Listed entries
------------------------------------------------

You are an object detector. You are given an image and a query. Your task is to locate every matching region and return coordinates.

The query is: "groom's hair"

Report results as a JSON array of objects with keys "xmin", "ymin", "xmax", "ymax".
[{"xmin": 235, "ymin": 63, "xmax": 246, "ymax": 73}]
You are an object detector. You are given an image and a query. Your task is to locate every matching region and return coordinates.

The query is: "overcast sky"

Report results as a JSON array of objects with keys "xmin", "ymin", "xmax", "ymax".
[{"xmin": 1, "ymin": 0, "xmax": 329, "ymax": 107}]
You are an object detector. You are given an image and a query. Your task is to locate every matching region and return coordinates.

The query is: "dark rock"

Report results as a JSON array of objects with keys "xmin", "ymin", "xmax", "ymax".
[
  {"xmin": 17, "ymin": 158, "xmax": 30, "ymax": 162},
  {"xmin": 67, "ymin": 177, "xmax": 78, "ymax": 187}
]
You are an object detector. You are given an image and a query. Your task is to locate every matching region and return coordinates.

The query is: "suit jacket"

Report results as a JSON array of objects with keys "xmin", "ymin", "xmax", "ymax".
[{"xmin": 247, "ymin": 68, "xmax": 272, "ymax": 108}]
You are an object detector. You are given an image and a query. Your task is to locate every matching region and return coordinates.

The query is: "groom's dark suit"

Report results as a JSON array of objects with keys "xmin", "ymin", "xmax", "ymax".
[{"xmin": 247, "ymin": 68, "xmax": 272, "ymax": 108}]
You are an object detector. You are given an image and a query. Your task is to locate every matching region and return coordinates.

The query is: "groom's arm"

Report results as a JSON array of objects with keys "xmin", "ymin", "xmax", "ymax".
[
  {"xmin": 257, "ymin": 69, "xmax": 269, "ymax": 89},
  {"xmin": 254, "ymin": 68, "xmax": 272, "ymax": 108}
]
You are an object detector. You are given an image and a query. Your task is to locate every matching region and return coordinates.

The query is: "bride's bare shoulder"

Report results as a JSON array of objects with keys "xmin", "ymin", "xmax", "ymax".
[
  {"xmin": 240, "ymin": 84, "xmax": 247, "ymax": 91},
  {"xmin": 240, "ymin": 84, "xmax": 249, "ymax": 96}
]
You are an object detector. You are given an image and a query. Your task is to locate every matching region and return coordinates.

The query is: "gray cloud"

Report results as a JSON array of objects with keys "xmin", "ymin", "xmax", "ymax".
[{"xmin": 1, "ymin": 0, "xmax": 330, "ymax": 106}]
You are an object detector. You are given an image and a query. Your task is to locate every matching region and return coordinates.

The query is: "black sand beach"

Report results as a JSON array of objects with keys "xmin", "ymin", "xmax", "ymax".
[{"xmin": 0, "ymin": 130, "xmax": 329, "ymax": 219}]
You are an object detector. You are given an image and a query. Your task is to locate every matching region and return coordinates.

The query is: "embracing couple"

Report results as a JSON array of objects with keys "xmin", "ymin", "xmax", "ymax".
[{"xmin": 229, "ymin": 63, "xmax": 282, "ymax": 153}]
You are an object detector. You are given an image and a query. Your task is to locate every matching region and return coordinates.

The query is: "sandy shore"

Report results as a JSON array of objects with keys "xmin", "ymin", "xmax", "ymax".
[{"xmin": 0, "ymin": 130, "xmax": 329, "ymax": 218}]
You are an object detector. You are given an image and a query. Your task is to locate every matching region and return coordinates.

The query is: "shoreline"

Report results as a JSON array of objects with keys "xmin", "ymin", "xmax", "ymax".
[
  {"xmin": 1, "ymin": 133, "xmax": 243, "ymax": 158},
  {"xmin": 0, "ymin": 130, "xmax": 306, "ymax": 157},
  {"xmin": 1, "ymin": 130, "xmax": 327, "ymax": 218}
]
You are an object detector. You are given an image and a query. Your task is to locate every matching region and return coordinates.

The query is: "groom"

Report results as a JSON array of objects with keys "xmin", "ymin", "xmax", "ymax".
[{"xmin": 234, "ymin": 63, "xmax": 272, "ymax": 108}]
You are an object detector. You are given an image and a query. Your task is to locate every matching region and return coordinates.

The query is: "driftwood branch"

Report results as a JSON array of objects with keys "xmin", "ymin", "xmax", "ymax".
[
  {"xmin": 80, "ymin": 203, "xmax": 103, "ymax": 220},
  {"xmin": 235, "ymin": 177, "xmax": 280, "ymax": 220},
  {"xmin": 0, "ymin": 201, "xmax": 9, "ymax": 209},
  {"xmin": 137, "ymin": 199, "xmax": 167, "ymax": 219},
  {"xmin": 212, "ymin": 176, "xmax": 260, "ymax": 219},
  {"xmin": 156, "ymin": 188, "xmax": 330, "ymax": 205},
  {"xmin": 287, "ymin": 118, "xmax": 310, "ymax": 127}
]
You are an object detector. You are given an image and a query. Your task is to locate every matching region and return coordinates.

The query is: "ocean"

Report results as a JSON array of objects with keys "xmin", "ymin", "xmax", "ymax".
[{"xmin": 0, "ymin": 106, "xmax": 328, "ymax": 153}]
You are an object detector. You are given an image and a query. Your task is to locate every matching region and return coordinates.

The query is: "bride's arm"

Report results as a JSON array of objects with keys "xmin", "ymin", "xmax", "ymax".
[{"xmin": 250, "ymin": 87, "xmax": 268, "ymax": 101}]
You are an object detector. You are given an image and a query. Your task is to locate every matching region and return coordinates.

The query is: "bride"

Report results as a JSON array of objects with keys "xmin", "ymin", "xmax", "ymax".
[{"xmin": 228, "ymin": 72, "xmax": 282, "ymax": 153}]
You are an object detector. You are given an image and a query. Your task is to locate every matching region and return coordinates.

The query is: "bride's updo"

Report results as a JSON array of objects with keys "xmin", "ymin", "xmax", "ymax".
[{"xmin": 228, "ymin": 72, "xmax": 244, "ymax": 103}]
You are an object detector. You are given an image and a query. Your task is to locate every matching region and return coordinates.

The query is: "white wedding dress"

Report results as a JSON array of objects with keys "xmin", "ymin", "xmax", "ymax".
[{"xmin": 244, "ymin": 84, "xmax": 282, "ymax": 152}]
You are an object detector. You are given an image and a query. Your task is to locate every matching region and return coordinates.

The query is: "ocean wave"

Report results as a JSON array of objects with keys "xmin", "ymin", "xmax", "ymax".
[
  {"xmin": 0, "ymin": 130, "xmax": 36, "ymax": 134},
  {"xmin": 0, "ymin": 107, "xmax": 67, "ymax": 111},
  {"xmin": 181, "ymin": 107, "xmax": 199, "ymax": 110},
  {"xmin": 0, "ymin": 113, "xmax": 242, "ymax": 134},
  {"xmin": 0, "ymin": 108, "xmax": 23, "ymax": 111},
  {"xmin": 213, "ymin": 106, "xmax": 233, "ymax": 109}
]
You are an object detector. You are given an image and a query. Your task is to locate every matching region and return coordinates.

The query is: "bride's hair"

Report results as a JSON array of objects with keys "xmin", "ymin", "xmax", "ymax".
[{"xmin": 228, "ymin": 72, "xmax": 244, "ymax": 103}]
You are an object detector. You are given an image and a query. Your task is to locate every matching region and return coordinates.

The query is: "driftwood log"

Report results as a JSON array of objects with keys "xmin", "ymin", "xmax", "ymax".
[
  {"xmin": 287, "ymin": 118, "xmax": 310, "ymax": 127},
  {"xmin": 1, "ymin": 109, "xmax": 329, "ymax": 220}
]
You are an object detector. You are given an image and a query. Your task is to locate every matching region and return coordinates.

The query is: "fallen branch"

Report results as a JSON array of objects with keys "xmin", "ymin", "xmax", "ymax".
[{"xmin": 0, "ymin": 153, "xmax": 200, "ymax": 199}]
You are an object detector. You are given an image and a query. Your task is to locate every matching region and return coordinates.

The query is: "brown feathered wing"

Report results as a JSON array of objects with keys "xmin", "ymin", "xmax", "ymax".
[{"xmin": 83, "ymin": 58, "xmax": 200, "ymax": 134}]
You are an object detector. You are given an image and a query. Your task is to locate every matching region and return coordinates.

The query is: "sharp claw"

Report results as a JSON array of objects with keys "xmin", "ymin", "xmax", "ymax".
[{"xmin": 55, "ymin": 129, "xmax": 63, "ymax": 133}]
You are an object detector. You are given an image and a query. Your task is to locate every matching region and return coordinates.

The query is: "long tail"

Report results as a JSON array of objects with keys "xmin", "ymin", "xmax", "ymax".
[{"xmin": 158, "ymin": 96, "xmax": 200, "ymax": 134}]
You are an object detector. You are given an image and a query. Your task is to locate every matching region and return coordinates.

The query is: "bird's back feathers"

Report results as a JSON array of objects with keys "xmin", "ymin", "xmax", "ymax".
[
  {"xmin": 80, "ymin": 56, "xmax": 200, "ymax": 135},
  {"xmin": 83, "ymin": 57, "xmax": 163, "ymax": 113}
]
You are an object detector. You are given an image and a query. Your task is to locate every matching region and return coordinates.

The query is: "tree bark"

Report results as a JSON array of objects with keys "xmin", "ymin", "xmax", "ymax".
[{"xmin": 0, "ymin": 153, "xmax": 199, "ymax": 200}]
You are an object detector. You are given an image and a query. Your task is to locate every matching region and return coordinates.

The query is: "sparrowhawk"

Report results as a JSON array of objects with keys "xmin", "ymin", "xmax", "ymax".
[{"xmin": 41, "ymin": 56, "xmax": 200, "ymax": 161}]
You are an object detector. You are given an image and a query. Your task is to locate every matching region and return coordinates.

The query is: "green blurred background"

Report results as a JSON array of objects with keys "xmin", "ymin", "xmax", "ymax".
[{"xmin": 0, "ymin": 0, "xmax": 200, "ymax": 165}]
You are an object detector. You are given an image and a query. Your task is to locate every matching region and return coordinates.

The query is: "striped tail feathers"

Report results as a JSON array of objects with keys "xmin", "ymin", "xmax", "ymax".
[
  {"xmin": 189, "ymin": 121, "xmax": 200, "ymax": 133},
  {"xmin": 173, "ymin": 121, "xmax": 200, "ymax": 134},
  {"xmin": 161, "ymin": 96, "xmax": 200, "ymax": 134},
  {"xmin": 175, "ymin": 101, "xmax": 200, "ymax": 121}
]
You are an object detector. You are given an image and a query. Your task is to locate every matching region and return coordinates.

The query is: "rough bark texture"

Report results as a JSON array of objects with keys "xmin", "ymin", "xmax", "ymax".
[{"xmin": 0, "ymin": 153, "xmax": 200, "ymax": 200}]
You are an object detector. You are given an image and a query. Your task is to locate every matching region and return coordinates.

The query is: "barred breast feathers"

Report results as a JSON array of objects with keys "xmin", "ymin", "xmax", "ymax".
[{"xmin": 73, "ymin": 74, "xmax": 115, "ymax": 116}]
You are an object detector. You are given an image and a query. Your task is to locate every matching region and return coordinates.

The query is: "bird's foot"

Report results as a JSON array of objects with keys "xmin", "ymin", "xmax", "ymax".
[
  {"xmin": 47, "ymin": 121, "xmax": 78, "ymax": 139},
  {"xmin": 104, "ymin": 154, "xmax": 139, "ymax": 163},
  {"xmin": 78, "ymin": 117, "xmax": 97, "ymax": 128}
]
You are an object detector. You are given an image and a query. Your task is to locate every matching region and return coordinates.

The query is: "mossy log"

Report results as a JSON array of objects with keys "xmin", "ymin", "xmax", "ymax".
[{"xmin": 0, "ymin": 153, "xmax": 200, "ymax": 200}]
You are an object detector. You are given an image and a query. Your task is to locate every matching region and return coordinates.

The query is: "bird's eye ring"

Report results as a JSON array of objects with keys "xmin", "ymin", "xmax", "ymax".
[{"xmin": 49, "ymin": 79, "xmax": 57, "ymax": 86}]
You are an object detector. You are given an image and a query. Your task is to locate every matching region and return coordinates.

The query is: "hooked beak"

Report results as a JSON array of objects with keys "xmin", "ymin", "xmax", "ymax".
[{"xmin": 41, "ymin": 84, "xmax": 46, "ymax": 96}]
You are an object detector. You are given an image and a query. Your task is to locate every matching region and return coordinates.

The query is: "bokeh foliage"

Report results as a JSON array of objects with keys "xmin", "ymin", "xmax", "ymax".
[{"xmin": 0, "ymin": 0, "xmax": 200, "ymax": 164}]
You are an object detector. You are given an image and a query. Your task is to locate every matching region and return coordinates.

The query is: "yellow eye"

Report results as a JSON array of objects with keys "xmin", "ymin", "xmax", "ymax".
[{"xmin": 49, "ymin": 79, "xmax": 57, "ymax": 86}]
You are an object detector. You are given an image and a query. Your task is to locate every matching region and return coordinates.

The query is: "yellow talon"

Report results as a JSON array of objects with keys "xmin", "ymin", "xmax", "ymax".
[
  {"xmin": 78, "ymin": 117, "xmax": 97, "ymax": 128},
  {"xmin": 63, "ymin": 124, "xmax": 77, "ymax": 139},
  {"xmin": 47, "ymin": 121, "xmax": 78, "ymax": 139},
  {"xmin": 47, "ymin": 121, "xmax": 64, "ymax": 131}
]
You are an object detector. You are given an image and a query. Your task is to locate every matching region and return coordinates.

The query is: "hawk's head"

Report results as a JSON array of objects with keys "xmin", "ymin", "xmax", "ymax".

------------------------------------------------

Wherever the string "bird" appears in the entries above, return the line it appears on.

The query is: "bird's back feathers"
The query is: "bird's foot"
The query is: "bird's eye ring"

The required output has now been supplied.